** RECORDS FOR THIS TASK follows **

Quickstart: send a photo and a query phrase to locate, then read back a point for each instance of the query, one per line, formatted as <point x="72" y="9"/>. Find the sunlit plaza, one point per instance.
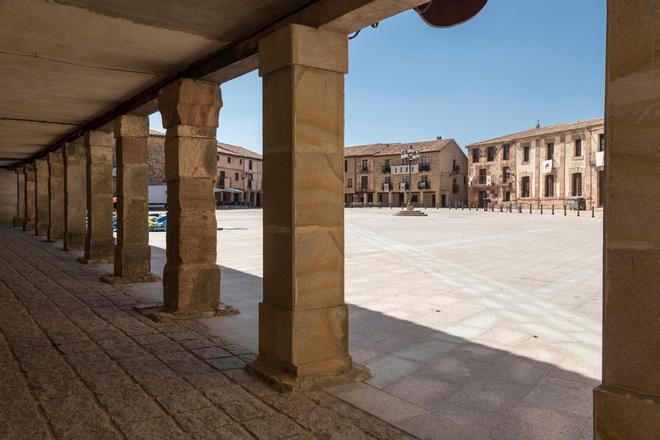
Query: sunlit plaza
<point x="479" y="324"/>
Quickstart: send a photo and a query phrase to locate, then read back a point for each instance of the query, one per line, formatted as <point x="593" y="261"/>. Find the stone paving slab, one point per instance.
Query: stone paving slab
<point x="76" y="362"/>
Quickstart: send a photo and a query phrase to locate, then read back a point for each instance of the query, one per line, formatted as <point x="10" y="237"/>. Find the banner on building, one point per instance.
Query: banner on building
<point x="546" y="166"/>
<point x="404" y="169"/>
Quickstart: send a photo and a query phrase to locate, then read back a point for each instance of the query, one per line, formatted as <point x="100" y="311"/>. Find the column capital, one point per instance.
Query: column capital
<point x="301" y="45"/>
<point x="132" y="126"/>
<point x="190" y="102"/>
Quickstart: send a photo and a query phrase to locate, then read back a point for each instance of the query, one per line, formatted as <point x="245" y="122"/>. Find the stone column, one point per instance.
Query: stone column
<point x="627" y="404"/>
<point x="99" y="242"/>
<point x="29" y="216"/>
<point x="55" y="196"/>
<point x="191" y="278"/>
<point x="132" y="252"/>
<point x="75" y="195"/>
<point x="303" y="320"/>
<point x="41" y="191"/>
<point x="20" y="196"/>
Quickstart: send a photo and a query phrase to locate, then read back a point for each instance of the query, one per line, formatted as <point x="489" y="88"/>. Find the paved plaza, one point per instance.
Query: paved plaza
<point x="475" y="325"/>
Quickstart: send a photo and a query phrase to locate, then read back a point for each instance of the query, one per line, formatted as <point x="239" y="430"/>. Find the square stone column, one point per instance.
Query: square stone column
<point x="20" y="196"/>
<point x="55" y="196"/>
<point x="99" y="242"/>
<point x="191" y="277"/>
<point x="75" y="195"/>
<point x="30" y="203"/>
<point x="303" y="320"/>
<point x="627" y="404"/>
<point x="132" y="252"/>
<point x="41" y="191"/>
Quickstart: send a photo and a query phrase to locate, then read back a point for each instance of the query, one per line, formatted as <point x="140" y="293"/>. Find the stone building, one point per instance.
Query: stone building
<point x="546" y="165"/>
<point x="239" y="171"/>
<point x="173" y="59"/>
<point x="376" y="174"/>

** End of RECORDS FOR THIS TASK **

* [TASK TO CARRY OUT]: Among the records above, only the lines between the line holding "Query: paved plaza" and the line holding "square stone column, one point per instance.", inclusive, are to be output, exactly as written.

* [RESPONSE TO THIS TASK]:
Query: paved plaza
<point x="475" y="325"/>
Quickstart: send a photo and a query phrase to locate, then read back a point for each instance of the query, one per line, formatted as <point x="239" y="430"/>. Find the square stone column, one point per instance.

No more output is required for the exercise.